• _OBJECTIVE_
Each line from the one that contains "Kindly point to the thatched" to the end of the material must be quoted exactly; include both end lines and nothing else.

Extracted records
-------------------------
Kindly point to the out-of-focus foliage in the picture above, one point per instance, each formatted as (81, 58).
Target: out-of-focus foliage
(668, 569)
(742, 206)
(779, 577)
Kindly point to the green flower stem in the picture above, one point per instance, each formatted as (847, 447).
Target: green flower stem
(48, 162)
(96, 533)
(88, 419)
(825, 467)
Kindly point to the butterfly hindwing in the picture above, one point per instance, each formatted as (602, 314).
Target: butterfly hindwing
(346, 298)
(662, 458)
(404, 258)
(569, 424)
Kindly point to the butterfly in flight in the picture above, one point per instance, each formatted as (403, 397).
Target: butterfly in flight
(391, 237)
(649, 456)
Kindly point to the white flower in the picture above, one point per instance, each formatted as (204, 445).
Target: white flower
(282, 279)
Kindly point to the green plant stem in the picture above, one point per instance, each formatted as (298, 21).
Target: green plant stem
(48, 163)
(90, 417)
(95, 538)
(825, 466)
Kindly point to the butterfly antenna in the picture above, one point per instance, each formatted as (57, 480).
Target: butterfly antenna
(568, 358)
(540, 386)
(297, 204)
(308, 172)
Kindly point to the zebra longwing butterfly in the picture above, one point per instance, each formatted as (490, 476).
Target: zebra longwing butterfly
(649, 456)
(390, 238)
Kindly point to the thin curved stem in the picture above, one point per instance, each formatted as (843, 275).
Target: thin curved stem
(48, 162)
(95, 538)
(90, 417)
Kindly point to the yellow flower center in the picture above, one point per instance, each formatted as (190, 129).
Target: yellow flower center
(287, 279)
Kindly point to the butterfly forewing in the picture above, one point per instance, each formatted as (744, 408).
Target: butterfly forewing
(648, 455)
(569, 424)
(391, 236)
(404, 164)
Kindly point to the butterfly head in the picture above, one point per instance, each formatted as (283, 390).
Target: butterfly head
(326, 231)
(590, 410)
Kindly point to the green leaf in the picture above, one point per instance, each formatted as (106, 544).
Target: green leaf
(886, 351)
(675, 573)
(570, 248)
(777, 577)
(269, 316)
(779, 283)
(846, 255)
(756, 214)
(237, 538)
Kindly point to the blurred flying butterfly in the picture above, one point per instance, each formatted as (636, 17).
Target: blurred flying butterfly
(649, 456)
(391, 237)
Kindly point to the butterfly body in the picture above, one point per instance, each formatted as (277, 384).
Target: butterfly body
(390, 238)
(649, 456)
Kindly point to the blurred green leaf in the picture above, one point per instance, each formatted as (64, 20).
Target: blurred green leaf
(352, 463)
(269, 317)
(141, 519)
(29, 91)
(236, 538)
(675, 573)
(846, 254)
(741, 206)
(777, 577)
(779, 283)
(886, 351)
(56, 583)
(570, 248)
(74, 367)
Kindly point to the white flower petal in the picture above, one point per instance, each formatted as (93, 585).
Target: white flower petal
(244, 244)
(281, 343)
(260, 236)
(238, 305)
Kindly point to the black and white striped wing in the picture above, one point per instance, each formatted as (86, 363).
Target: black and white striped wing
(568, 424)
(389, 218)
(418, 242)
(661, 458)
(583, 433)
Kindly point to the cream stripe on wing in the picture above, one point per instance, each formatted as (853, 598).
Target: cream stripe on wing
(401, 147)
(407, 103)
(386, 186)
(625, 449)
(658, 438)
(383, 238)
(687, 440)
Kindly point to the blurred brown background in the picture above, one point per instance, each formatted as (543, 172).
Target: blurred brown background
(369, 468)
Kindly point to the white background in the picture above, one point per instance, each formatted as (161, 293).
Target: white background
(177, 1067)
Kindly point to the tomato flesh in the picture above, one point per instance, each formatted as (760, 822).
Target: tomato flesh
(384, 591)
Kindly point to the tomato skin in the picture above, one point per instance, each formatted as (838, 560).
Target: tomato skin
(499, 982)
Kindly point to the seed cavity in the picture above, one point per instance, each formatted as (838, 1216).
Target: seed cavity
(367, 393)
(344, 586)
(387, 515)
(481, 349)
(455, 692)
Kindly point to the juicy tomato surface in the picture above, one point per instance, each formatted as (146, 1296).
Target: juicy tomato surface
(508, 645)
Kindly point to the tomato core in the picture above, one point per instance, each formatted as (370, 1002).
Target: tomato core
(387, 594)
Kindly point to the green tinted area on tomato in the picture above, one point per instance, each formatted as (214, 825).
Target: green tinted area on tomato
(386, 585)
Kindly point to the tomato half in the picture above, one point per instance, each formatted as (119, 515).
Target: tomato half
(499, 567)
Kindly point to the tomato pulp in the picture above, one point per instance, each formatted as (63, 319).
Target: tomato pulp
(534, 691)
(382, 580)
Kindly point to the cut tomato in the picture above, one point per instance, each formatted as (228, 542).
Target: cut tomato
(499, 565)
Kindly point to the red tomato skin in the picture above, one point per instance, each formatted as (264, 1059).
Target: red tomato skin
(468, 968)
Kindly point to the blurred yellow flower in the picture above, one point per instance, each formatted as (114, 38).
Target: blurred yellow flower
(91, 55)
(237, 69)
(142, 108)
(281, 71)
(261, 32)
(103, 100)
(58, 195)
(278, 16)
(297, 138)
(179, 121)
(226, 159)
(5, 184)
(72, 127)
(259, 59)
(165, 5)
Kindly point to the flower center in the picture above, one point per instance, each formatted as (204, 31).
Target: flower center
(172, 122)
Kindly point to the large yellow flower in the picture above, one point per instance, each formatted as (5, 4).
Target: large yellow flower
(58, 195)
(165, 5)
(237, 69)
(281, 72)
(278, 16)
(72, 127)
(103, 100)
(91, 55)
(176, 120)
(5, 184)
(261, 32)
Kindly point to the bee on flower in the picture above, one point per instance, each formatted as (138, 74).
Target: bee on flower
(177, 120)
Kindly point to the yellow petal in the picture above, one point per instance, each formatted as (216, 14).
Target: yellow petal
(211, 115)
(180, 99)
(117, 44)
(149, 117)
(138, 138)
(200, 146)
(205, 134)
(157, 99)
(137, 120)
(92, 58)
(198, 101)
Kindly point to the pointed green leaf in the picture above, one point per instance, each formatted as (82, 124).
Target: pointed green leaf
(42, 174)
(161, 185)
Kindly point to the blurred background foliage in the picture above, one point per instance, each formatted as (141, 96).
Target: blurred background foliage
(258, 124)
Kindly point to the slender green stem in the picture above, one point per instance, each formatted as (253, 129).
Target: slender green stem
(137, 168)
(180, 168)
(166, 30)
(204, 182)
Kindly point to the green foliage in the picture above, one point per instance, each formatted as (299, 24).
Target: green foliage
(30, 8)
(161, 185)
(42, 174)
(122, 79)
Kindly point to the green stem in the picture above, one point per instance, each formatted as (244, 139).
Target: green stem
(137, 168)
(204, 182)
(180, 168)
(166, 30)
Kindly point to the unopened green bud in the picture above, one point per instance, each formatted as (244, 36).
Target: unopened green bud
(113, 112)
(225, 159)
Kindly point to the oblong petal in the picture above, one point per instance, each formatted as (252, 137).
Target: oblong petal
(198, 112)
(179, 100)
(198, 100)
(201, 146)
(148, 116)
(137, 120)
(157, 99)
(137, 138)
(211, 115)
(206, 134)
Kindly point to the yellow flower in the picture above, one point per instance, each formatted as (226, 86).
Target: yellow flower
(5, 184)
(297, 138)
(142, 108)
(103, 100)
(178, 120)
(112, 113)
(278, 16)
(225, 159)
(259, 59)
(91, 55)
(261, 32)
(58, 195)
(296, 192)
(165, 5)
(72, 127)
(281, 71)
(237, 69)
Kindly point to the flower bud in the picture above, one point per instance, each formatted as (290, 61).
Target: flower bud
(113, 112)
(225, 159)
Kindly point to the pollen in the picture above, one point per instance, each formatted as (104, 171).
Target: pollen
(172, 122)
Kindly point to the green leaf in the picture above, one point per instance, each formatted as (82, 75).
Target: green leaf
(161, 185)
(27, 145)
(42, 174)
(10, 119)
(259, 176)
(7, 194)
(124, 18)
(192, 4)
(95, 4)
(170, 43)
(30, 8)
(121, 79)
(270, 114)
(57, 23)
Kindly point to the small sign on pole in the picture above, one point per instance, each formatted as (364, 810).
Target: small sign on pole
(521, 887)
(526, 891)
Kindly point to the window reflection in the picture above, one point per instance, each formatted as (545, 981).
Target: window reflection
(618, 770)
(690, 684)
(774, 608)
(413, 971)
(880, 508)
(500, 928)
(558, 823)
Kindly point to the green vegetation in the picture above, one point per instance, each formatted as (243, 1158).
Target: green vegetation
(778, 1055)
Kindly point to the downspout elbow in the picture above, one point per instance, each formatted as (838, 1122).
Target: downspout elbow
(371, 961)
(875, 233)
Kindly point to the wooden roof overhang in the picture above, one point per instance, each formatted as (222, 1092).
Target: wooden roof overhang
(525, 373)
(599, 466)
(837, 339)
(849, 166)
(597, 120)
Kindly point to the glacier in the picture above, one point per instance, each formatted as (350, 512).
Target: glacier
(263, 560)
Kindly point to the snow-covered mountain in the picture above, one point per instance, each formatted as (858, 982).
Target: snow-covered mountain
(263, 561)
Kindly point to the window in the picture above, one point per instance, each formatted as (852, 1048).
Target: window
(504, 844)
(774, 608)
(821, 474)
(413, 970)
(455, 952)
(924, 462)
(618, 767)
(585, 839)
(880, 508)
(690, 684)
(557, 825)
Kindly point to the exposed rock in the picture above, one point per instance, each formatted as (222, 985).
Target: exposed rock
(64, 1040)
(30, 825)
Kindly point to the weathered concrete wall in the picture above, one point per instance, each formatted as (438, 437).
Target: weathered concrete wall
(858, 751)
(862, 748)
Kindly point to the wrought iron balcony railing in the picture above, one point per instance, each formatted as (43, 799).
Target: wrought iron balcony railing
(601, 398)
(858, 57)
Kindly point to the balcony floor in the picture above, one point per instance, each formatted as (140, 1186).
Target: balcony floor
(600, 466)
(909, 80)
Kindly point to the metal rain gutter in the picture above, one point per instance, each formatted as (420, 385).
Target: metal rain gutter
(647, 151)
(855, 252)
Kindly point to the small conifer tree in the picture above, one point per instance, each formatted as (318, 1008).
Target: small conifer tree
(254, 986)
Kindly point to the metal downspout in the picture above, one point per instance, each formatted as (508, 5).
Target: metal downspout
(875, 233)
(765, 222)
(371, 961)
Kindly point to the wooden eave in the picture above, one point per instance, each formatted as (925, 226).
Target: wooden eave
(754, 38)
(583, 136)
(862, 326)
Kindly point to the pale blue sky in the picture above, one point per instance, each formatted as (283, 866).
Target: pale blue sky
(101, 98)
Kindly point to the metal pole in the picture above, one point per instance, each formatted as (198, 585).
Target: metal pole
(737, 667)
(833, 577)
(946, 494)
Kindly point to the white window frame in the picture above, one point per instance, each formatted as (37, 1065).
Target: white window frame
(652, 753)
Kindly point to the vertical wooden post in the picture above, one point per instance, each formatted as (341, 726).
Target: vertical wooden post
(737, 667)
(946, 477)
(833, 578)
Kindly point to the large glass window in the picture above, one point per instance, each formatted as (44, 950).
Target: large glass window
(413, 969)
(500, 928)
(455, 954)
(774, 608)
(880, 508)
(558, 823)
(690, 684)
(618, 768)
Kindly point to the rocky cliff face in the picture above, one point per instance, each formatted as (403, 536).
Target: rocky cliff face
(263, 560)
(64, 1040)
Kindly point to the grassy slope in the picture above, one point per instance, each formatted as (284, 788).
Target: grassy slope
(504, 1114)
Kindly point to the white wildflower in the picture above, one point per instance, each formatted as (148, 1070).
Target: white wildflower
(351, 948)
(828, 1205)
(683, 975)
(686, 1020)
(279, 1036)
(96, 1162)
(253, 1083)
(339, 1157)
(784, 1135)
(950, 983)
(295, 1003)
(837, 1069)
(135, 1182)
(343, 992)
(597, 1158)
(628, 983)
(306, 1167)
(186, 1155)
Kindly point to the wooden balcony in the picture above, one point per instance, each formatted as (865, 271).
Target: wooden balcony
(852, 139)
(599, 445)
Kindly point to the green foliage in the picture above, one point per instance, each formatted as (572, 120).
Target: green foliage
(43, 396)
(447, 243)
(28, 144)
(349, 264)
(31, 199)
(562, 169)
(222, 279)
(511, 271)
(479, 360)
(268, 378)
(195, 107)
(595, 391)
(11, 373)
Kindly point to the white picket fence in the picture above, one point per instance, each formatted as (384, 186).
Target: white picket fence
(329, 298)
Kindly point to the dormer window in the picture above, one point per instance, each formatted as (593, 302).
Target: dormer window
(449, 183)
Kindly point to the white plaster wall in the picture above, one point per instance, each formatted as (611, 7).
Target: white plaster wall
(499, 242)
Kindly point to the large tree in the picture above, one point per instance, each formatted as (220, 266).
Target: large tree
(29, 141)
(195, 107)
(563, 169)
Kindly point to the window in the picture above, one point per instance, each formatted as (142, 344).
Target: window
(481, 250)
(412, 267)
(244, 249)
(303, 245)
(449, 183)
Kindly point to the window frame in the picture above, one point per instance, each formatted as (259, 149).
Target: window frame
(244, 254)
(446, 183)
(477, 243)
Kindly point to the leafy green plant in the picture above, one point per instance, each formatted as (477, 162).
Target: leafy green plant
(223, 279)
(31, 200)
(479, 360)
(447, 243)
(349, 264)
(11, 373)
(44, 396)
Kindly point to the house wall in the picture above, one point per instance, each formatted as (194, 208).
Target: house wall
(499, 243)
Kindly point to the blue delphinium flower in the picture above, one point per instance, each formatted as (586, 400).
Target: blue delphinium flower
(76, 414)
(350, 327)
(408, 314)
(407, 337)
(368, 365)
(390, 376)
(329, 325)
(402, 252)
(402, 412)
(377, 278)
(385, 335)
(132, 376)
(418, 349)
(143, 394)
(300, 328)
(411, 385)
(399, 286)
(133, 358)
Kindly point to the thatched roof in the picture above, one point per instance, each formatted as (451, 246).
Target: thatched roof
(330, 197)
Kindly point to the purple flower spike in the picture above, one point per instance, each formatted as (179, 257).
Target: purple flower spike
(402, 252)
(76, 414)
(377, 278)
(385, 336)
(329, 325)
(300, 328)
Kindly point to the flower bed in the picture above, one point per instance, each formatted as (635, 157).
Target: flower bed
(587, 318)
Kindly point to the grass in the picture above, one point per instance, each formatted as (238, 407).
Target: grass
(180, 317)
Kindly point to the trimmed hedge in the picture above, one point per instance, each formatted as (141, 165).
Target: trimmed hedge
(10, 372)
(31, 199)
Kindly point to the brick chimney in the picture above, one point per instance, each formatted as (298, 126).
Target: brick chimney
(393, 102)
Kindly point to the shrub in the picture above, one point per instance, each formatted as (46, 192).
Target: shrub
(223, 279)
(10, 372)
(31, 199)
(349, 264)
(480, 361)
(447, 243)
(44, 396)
-------------------------
• _WORKED SOLUTION_
Kindly point to the thatched roof in the picture above, one point per instance, each formatted as (451, 246).
Target: thatched roof
(330, 197)
Kindly point to the purple flower spike in the picture above, one point per instance, each formatted as (179, 257).
Target: purple flower spike
(402, 252)
(76, 414)
(377, 278)
(385, 336)
(329, 325)
(300, 328)
Kindly point to the flower bed in the picture above, one point per instance, each formatted as (635, 157).
Target: flower bed
(587, 318)
Kindly point to the grass in the picture above, one point per instance, each formatted as (238, 407).
Target: grass
(180, 317)
Kindly point to the trimmed hedge in the picture above, one point per instance, each formatted as (141, 165).
Target: trimmed hedge
(10, 372)
(31, 199)
Kindly point to the brick chimney in the picture above, one point per instance, each formatted as (298, 126).
Target: brick chimney
(393, 102)
Kindly point to the shrub in the picture above, one point per instance, each formatted as (46, 192).
Target: shrub
(223, 279)
(10, 372)
(31, 199)
(349, 264)
(480, 361)
(447, 243)
(44, 396)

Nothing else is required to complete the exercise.